▶ **WORK TO BE COMPLETED**
Write out the records as a numbered list, from the line containing "Tag every instance of the green lettuce" through the last line, with both ends included and blank lines left out. Give only those lines.

-- Start of SUPPLIED ENTRIES --

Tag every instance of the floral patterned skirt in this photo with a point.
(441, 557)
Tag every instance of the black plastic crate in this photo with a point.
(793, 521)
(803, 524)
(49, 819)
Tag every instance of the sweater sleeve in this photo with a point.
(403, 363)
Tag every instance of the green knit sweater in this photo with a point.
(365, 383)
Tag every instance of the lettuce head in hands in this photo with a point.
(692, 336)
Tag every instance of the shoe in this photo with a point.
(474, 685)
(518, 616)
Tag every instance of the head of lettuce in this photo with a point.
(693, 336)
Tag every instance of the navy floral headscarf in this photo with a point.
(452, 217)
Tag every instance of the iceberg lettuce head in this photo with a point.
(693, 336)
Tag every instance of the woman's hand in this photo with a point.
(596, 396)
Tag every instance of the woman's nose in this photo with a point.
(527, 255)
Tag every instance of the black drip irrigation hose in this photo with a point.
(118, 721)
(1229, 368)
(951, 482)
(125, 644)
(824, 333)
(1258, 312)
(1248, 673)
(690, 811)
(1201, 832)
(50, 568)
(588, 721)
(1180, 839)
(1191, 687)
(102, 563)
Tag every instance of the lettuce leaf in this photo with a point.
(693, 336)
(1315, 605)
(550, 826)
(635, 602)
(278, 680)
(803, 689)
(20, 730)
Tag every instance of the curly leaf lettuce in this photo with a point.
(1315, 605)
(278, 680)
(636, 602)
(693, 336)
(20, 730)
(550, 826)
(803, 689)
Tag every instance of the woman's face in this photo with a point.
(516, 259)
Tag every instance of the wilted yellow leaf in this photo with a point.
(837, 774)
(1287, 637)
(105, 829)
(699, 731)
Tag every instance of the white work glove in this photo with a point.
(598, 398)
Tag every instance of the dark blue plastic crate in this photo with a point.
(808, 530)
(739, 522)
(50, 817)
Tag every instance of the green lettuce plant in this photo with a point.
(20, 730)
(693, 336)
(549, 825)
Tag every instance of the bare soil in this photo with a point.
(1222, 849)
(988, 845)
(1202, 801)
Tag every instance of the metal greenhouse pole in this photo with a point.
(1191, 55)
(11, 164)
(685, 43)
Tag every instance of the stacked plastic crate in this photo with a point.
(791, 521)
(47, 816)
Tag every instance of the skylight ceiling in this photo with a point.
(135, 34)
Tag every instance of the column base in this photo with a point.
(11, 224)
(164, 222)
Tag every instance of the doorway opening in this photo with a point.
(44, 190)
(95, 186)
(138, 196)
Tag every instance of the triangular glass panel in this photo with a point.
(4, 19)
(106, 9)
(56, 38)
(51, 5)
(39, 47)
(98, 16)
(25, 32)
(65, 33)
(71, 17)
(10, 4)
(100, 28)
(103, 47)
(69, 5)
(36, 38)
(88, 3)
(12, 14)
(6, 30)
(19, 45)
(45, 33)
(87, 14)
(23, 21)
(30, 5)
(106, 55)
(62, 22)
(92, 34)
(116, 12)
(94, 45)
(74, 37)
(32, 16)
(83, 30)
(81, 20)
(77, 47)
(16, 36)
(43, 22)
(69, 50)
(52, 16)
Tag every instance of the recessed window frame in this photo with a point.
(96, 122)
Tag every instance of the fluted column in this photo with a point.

-- End of SUPPLIED ENTRIES --

▶ **TASK RESULT**
1. Tag every instance of the green lettuce plant in this photo with a point.
2. (20, 730)
3. (693, 336)
4. (549, 825)
5. Tag every instance of the bare soil in this photo with a point.
6. (1222, 849)
7. (988, 845)
8. (1202, 801)
9. Tag every instance of the metal greenhouse pole in this photo with a point.
10. (1191, 55)
11. (11, 164)
12. (685, 43)
13. Tag every instance of the stacked plastic crate in this photo with a point.
14. (791, 521)
15. (47, 816)
16. Tag every instance of the skylight ceiling in this photo with a point.
17. (135, 34)
18. Tag every instance of the column base in this photo with a point.
19. (11, 224)
20. (164, 222)
21. Tag every instance of the doorway opening in this photo with a point.
22. (44, 190)
23. (95, 186)
24. (138, 196)
25. Tag every instance of the triangular glass panel in this photo with a point.
26. (4, 19)
27. (106, 9)
28. (56, 38)
29. (51, 5)
30. (39, 47)
31. (98, 16)
32. (25, 32)
33. (65, 33)
34. (71, 17)
35. (10, 4)
36. (100, 28)
37. (103, 47)
38. (69, 5)
39. (36, 38)
40. (88, 3)
41. (12, 14)
42. (6, 30)
43. (19, 45)
44. (45, 33)
45. (87, 14)
46. (23, 21)
47. (30, 5)
48. (106, 55)
49. (62, 22)
50. (92, 34)
51. (116, 12)
52. (94, 45)
53. (74, 37)
54. (32, 16)
55. (83, 30)
56. (81, 20)
57. (77, 47)
58. (16, 36)
59. (43, 22)
60. (69, 50)
61. (52, 16)
62. Tag every instance of the recessed window frame in this photo with a point.
63. (96, 122)
64. Tag every instance of the fluted column in this photo with a point.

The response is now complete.